- Task instructions -
Rewrite the stretch of the material that opens with the line containing "Where can the parking" and closes with the line containing "<point>189,163</point>", substituting "occurrence" for "instance" and leaving everything else unchanged. Give back only those lines.

- Stored data -
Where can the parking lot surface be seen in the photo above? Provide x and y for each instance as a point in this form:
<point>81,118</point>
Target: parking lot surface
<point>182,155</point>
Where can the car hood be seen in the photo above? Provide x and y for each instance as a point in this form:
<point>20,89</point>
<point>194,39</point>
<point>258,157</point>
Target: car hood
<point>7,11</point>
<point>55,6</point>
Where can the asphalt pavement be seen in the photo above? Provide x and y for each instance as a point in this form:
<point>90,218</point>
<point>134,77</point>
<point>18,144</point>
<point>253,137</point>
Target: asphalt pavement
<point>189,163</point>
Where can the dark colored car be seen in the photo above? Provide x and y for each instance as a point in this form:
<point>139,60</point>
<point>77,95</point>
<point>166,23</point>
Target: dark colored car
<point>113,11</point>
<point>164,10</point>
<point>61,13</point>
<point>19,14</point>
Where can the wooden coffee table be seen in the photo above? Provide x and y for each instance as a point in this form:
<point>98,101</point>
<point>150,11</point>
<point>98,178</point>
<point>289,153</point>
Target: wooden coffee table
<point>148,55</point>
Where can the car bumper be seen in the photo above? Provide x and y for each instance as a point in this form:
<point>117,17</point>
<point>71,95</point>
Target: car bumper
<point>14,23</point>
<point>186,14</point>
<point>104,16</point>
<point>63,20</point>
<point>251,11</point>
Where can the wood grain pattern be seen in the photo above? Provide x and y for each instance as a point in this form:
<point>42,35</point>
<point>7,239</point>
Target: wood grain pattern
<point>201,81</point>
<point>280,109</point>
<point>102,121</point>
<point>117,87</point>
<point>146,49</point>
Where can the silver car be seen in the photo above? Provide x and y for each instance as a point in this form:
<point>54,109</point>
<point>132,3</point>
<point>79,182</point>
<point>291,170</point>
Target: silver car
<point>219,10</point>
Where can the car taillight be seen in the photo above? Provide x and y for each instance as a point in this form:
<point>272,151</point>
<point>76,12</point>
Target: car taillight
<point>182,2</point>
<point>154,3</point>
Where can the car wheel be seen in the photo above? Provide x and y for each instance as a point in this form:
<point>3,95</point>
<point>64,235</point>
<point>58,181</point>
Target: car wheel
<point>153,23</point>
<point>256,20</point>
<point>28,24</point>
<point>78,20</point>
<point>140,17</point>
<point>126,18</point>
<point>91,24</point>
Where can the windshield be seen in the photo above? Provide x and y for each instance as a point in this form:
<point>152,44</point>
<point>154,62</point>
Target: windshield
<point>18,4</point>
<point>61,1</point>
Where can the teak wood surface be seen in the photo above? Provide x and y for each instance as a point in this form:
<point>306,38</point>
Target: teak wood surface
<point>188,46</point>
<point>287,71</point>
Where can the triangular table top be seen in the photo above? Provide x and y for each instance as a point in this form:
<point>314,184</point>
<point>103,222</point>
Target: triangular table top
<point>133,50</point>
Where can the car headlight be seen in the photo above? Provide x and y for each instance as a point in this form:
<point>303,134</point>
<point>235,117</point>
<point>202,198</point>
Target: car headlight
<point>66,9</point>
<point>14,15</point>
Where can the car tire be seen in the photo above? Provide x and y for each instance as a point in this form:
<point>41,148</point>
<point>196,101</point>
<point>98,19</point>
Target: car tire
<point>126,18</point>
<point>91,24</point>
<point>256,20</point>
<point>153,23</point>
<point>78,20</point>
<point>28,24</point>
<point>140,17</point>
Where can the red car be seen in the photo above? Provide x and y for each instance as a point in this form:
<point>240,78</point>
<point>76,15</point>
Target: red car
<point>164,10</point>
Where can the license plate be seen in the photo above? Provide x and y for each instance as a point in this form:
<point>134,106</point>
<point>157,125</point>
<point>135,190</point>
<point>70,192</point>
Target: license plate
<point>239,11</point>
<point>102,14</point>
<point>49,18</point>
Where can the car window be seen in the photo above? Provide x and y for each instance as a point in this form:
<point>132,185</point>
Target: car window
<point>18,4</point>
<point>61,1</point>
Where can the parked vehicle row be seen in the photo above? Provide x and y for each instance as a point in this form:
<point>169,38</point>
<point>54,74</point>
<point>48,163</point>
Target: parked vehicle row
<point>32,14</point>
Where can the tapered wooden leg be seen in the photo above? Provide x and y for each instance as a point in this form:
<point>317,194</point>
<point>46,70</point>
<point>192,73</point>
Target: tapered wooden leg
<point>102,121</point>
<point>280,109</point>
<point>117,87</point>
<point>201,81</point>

...

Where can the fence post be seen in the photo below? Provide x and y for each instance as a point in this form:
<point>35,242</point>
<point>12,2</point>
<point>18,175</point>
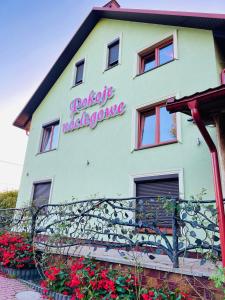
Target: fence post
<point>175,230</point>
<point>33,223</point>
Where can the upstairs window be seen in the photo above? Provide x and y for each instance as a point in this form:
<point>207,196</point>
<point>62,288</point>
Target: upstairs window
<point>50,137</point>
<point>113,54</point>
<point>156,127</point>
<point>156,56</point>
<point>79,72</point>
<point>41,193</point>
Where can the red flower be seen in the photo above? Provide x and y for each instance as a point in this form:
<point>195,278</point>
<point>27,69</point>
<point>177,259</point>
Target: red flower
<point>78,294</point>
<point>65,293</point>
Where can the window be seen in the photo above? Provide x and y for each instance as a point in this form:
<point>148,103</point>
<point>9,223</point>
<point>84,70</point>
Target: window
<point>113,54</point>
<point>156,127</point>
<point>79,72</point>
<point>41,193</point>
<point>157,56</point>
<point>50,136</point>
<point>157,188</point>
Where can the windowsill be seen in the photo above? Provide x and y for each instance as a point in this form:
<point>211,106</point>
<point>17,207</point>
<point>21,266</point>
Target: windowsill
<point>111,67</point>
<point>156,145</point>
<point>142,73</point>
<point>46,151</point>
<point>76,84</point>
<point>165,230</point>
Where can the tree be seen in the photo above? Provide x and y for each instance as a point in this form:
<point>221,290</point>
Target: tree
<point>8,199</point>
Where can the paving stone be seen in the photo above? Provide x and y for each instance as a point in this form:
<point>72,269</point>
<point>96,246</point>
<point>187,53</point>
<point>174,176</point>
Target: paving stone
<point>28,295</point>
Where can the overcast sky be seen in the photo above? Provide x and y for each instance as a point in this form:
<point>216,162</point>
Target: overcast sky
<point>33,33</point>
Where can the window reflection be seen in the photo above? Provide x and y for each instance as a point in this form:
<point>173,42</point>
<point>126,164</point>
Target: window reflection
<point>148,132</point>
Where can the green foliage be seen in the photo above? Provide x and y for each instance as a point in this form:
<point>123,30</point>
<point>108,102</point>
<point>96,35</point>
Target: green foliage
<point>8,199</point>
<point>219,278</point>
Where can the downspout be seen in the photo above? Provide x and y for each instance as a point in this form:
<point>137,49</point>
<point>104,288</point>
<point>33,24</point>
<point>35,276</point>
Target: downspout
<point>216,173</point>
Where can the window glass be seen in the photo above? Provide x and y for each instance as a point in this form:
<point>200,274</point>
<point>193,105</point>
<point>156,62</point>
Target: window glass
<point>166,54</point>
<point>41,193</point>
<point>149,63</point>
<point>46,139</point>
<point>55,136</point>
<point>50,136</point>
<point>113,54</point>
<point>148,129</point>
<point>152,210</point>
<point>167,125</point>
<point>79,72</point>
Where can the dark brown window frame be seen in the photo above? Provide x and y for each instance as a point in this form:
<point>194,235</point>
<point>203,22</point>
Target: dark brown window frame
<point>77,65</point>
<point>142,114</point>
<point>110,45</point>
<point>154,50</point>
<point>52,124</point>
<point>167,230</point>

* * *

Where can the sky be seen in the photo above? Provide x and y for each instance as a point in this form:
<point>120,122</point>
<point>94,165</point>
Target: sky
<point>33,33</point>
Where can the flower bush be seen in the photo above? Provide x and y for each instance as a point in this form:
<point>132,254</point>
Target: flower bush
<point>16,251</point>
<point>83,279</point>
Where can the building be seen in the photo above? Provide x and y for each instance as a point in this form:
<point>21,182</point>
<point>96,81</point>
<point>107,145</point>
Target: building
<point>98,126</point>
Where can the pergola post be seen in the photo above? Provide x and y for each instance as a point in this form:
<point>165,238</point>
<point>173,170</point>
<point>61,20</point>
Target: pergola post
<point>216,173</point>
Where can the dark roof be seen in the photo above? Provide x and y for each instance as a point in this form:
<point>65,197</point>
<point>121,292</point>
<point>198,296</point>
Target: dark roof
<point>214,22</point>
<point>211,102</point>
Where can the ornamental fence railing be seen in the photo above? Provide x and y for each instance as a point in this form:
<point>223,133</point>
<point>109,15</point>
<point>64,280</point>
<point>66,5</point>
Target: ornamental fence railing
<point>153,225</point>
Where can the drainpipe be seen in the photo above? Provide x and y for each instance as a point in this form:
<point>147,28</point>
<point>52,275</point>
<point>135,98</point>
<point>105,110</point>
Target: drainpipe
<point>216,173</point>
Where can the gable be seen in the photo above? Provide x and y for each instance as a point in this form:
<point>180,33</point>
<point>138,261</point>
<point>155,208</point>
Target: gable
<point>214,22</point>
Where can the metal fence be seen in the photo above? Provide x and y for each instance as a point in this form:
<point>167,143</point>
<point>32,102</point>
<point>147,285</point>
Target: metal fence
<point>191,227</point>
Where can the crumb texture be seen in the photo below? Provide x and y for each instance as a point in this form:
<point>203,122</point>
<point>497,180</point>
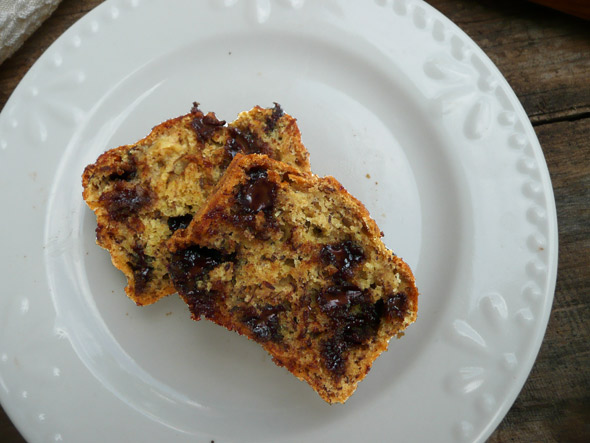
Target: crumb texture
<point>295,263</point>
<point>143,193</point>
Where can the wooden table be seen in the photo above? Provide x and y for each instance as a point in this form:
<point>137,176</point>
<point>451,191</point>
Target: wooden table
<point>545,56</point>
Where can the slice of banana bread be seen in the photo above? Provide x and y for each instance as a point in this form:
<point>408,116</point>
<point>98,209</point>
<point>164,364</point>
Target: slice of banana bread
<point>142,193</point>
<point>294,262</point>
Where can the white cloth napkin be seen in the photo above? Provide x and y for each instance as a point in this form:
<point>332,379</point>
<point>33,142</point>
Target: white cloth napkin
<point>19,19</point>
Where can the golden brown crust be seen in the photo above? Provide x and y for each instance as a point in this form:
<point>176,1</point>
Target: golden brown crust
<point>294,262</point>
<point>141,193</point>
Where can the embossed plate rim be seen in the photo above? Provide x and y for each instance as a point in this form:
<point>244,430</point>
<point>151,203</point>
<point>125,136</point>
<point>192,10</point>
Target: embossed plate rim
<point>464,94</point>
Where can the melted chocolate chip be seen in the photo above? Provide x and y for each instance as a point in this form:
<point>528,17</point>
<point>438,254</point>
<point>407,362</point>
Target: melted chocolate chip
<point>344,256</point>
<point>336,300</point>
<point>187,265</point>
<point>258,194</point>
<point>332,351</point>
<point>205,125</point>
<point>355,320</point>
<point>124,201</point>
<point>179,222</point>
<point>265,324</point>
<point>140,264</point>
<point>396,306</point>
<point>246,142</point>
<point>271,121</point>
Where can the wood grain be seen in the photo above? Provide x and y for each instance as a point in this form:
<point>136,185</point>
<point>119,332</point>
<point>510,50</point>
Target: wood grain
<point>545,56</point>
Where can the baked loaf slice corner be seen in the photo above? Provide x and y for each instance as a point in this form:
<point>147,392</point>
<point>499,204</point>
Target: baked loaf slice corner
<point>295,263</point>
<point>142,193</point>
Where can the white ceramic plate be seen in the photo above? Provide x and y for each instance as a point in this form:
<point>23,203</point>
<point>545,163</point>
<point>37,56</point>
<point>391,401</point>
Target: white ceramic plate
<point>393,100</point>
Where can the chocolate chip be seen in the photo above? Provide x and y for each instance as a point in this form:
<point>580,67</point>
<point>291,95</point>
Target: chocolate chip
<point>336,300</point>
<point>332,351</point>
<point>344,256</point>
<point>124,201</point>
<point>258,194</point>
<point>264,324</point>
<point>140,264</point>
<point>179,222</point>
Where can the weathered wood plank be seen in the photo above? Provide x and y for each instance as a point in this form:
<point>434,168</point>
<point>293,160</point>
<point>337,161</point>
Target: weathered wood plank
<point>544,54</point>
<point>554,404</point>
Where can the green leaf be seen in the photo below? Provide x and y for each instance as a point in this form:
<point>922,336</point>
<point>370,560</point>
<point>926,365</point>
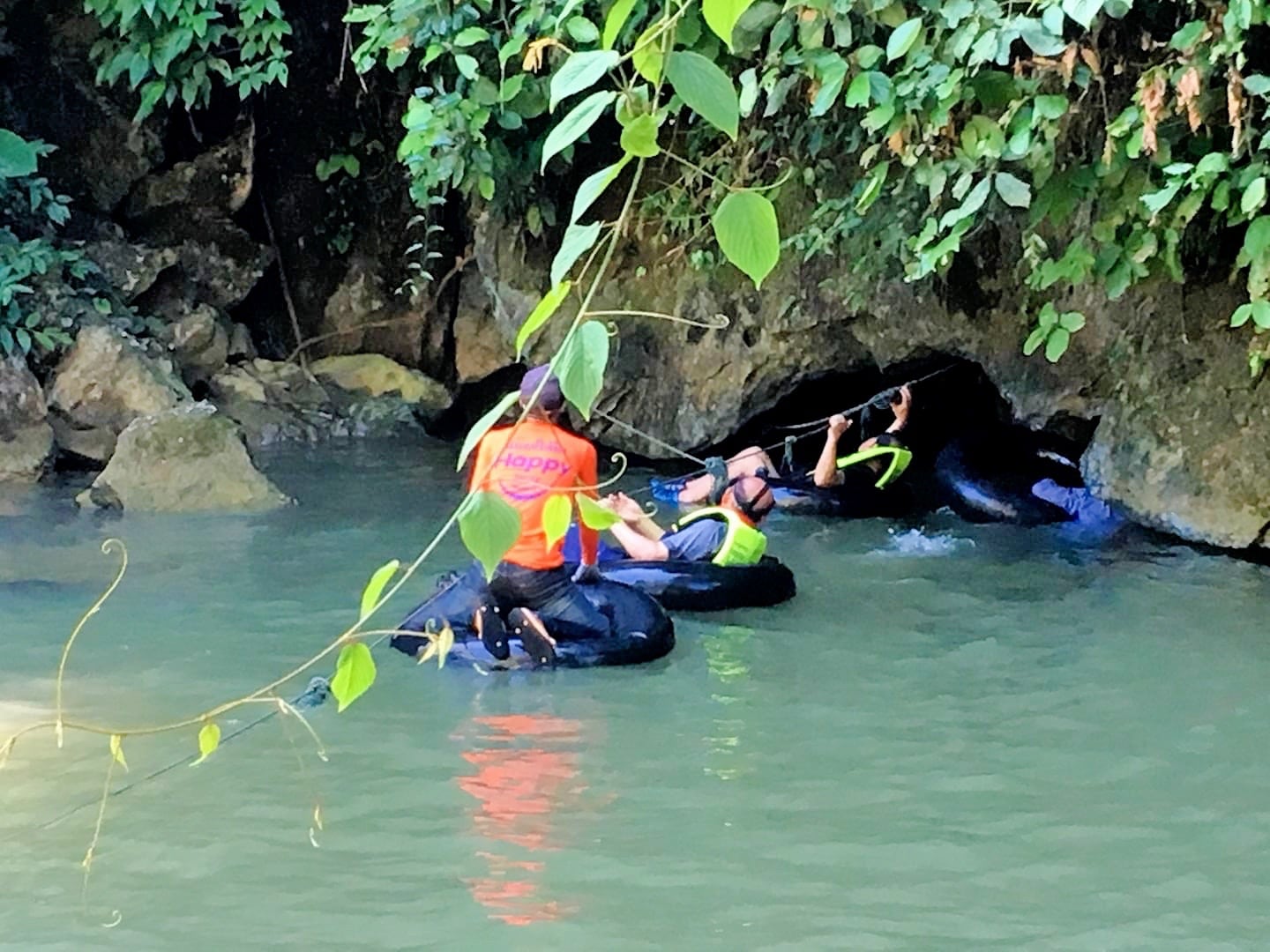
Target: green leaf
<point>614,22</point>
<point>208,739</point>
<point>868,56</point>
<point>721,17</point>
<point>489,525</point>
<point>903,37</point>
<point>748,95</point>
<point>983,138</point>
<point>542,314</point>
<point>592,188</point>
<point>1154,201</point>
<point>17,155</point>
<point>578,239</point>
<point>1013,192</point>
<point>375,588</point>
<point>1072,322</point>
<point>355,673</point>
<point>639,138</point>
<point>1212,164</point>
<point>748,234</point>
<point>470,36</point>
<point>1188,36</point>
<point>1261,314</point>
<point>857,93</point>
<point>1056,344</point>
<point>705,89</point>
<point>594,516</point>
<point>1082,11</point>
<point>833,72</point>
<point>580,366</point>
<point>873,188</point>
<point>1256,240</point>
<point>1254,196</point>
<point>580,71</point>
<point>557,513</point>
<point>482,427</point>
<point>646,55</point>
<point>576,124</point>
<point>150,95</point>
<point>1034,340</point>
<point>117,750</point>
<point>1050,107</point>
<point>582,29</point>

- Full solution -
Where can the parking lot surface be seen in the photo above? Provide x and y for each occurrence as a point in this form:
<point>81,118</point>
Target: parking lot surface
<point>182,155</point>
Where can the car hood be seen in the photo above? Provide x and y for each occurrence as a point in this form:
<point>20,89</point>
<point>194,39</point>
<point>258,157</point>
Target: car hood
<point>7,11</point>
<point>55,6</point>
Where can the asphalt pavement be seen in the photo above? Provide x and y for each occurrence as a point in this form:
<point>90,218</point>
<point>134,77</point>
<point>18,144</point>
<point>253,137</point>
Target: asphalt pavement
<point>189,163</point>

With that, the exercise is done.